* [SHORT TASK]: Transcribe the entries below exactly.

........

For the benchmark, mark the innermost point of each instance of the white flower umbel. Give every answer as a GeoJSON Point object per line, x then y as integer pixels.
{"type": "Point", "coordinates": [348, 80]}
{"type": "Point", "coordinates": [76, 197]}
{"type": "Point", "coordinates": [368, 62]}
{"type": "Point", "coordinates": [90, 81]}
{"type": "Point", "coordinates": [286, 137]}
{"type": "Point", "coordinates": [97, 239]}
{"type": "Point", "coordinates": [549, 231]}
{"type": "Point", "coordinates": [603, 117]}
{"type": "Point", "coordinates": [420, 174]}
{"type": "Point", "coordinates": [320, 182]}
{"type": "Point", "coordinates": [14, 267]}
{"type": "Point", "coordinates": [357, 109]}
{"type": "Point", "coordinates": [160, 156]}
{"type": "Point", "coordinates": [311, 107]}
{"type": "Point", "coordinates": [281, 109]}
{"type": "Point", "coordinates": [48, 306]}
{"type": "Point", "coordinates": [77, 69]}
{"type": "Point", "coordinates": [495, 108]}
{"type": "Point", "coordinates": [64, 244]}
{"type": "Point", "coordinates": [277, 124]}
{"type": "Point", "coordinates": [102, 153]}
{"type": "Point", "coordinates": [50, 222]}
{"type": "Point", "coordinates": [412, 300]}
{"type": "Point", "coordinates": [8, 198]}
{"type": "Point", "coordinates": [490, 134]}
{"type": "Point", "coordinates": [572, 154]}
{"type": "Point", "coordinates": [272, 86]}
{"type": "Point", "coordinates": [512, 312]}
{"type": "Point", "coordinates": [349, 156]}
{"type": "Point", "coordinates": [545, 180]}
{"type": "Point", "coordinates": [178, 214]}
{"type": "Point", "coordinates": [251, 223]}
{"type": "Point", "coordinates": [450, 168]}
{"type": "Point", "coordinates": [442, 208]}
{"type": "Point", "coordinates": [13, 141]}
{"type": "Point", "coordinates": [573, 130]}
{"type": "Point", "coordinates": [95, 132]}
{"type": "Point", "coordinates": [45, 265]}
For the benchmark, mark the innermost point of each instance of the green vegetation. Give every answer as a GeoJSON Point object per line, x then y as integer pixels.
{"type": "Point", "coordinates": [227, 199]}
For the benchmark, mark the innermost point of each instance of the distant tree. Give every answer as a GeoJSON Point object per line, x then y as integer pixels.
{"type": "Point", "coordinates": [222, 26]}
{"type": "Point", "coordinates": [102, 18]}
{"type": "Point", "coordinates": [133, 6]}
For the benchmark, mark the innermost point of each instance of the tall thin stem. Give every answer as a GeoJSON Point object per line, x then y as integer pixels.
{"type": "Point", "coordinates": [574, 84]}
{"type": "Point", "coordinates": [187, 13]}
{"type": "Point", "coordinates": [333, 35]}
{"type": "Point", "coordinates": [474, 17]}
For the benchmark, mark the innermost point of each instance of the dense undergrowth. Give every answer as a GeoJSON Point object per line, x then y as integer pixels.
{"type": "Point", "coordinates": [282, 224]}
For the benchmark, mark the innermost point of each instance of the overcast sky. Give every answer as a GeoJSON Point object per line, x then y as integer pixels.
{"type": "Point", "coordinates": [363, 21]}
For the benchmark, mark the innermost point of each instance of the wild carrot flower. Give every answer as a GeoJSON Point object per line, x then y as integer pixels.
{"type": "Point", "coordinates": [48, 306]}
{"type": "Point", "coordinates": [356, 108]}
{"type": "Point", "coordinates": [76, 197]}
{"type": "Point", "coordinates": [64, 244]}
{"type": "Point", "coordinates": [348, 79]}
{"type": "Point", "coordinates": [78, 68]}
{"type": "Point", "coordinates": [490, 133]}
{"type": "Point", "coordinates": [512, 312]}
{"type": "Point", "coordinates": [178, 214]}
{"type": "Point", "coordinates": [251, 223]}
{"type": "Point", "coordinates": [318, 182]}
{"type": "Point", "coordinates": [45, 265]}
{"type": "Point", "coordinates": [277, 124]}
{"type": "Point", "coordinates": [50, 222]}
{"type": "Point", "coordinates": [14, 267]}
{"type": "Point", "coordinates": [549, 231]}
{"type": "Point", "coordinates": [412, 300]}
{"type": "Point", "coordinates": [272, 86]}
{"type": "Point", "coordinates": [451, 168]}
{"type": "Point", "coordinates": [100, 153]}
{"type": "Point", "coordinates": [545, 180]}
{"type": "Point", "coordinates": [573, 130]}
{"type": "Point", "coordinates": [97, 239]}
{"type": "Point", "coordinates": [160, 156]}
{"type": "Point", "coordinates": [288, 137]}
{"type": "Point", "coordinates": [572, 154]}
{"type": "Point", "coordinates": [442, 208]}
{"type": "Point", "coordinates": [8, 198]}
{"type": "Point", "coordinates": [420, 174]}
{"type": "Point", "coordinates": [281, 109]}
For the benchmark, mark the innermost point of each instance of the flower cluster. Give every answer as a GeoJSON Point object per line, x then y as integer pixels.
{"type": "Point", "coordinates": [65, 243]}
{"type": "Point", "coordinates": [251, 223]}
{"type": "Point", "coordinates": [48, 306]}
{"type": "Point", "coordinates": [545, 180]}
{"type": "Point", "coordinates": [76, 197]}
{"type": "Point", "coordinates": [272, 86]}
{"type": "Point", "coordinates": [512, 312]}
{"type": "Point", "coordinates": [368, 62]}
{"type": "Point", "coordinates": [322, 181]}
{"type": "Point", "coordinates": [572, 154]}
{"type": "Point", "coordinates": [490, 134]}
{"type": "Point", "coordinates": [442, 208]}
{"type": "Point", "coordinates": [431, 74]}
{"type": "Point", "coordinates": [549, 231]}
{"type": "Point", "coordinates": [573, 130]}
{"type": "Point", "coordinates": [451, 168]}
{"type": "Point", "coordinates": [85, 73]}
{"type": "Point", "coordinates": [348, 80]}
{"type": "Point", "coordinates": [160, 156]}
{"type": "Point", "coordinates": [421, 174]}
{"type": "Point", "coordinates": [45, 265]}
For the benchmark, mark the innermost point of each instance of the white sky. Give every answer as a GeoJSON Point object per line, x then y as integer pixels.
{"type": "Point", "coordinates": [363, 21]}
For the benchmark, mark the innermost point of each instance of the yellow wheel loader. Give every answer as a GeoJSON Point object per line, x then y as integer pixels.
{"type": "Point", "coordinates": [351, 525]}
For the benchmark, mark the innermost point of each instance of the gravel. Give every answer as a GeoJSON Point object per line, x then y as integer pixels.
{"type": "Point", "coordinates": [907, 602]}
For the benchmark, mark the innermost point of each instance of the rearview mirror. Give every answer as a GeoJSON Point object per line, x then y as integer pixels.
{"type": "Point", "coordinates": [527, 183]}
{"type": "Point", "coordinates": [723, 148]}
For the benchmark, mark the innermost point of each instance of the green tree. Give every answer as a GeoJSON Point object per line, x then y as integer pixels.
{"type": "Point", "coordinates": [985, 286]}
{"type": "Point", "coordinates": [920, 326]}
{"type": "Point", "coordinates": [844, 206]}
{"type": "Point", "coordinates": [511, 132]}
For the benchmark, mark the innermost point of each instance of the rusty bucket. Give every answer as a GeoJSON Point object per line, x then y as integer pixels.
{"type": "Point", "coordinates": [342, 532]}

........

* [EXERCISE RESULT]:
For the benchmark, mark the innermost point of each instance of the white flower umbel. Give every answer as a GeoJSON Point object per line, x then y as integer pixels.
{"type": "Point", "coordinates": [348, 80]}
{"type": "Point", "coordinates": [76, 197]}
{"type": "Point", "coordinates": [368, 62]}
{"type": "Point", "coordinates": [90, 81]}
{"type": "Point", "coordinates": [286, 137]}
{"type": "Point", "coordinates": [97, 239]}
{"type": "Point", "coordinates": [549, 231]}
{"type": "Point", "coordinates": [603, 117]}
{"type": "Point", "coordinates": [420, 174]}
{"type": "Point", "coordinates": [320, 182]}
{"type": "Point", "coordinates": [14, 267]}
{"type": "Point", "coordinates": [357, 109]}
{"type": "Point", "coordinates": [160, 156]}
{"type": "Point", "coordinates": [311, 107]}
{"type": "Point", "coordinates": [281, 109]}
{"type": "Point", "coordinates": [48, 306]}
{"type": "Point", "coordinates": [77, 69]}
{"type": "Point", "coordinates": [495, 108]}
{"type": "Point", "coordinates": [64, 244]}
{"type": "Point", "coordinates": [277, 124]}
{"type": "Point", "coordinates": [102, 153]}
{"type": "Point", "coordinates": [50, 222]}
{"type": "Point", "coordinates": [412, 300]}
{"type": "Point", "coordinates": [8, 198]}
{"type": "Point", "coordinates": [490, 134]}
{"type": "Point", "coordinates": [572, 154]}
{"type": "Point", "coordinates": [272, 86]}
{"type": "Point", "coordinates": [512, 312]}
{"type": "Point", "coordinates": [349, 156]}
{"type": "Point", "coordinates": [545, 180]}
{"type": "Point", "coordinates": [178, 214]}
{"type": "Point", "coordinates": [251, 223]}
{"type": "Point", "coordinates": [450, 168]}
{"type": "Point", "coordinates": [442, 208]}
{"type": "Point", "coordinates": [13, 141]}
{"type": "Point", "coordinates": [573, 130]}
{"type": "Point", "coordinates": [95, 132]}
{"type": "Point", "coordinates": [45, 265]}
For the benchmark, mark the innermost point of each instance of the green vegetation. Give every answer as a GeoJSON Point object per line, x then y as integer pixels.
{"type": "Point", "coordinates": [227, 199]}
For the benchmark, mark the innermost point of each instance of the distant tree. Give every answer as a GeoJSON Point object per line, x then y as integer pixels.
{"type": "Point", "coordinates": [222, 26]}
{"type": "Point", "coordinates": [102, 18]}
{"type": "Point", "coordinates": [133, 6]}
For the benchmark, mark the innermost point of each instance of the tall thin stem. Give every answer as a GeoJSON Point object per line, x then y as integer pixels.
{"type": "Point", "coordinates": [574, 84]}
{"type": "Point", "coordinates": [187, 13]}
{"type": "Point", "coordinates": [333, 35]}
{"type": "Point", "coordinates": [474, 17]}
For the benchmark, mark the innermost point of each instance of the dense undergrowth. Give every answer as a GeoJSON Point object per line, x then y as integer pixels.
{"type": "Point", "coordinates": [282, 224]}
For the benchmark, mark the innermost point of each instance of the overcast sky. Give every answer as a GeoJSON Point object per line, x then y as integer pixels.
{"type": "Point", "coordinates": [363, 21]}
For the benchmark, mark the innermost point of each instance of the wild carrot flower. Give every answer as a GeoJSON Point object per line, x then y as integer pixels.
{"type": "Point", "coordinates": [48, 306]}
{"type": "Point", "coordinates": [356, 108]}
{"type": "Point", "coordinates": [76, 197]}
{"type": "Point", "coordinates": [64, 244]}
{"type": "Point", "coordinates": [348, 79]}
{"type": "Point", "coordinates": [78, 68]}
{"type": "Point", "coordinates": [490, 133]}
{"type": "Point", "coordinates": [512, 312]}
{"type": "Point", "coordinates": [178, 214]}
{"type": "Point", "coordinates": [251, 223]}
{"type": "Point", "coordinates": [318, 182]}
{"type": "Point", "coordinates": [45, 265]}
{"type": "Point", "coordinates": [277, 124]}
{"type": "Point", "coordinates": [50, 222]}
{"type": "Point", "coordinates": [14, 267]}
{"type": "Point", "coordinates": [549, 231]}
{"type": "Point", "coordinates": [412, 300]}
{"type": "Point", "coordinates": [272, 86]}
{"type": "Point", "coordinates": [451, 168]}
{"type": "Point", "coordinates": [100, 153]}
{"type": "Point", "coordinates": [545, 180]}
{"type": "Point", "coordinates": [573, 130]}
{"type": "Point", "coordinates": [97, 239]}
{"type": "Point", "coordinates": [160, 156]}
{"type": "Point", "coordinates": [288, 137]}
{"type": "Point", "coordinates": [572, 154]}
{"type": "Point", "coordinates": [442, 208]}
{"type": "Point", "coordinates": [8, 198]}
{"type": "Point", "coordinates": [420, 174]}
{"type": "Point", "coordinates": [281, 109]}
For the benchmark, mark the innermost point of each instance of the flower cluster. Give every answer as a GeoJSON Point object per line, x then y as integer pixels.
{"type": "Point", "coordinates": [65, 243]}
{"type": "Point", "coordinates": [251, 223]}
{"type": "Point", "coordinates": [48, 306]}
{"type": "Point", "coordinates": [545, 180]}
{"type": "Point", "coordinates": [76, 197]}
{"type": "Point", "coordinates": [272, 86]}
{"type": "Point", "coordinates": [512, 312]}
{"type": "Point", "coordinates": [368, 62]}
{"type": "Point", "coordinates": [322, 181]}
{"type": "Point", "coordinates": [572, 154]}
{"type": "Point", "coordinates": [490, 134]}
{"type": "Point", "coordinates": [442, 208]}
{"type": "Point", "coordinates": [431, 74]}
{"type": "Point", "coordinates": [549, 231]}
{"type": "Point", "coordinates": [573, 130]}
{"type": "Point", "coordinates": [451, 168]}
{"type": "Point", "coordinates": [85, 73]}
{"type": "Point", "coordinates": [348, 80]}
{"type": "Point", "coordinates": [160, 156]}
{"type": "Point", "coordinates": [421, 174]}
{"type": "Point", "coordinates": [45, 265]}
For the benchmark, mark the innermost point of each instance of the white sky. Give every answer as a GeoJSON Point object per line, x then y as integer pixels.
{"type": "Point", "coordinates": [363, 21]}
For the benchmark, mark the innermost point of each instance of the yellow wheel loader. Give every answer as a GeoJSON Point object per line, x then y as integer pixels.
{"type": "Point", "coordinates": [351, 525]}
For the benchmark, mark the innermost point of each instance of the gravel. Give every answer as a GeoJSON Point object per line, x then y as integer pixels.
{"type": "Point", "coordinates": [907, 602]}
For the benchmark, mark the innermost point of each instance of the rearview mirror. Give every answer as a GeoJSON Point object per line, x then y as integer pixels.
{"type": "Point", "coordinates": [527, 183]}
{"type": "Point", "coordinates": [723, 148]}
For the benchmark, mark the innermost point of each instance of the green tree. Give every answer as a GeoJSON Point object per line, x then y as integer pixels.
{"type": "Point", "coordinates": [985, 286]}
{"type": "Point", "coordinates": [920, 326]}
{"type": "Point", "coordinates": [844, 206]}
{"type": "Point", "coordinates": [511, 132]}
For the benchmark, mark the innermost point of each instance of the rusty bucket. Give every answer as a GeoJSON Point object per line, x then y as integer pixels.
{"type": "Point", "coordinates": [342, 532]}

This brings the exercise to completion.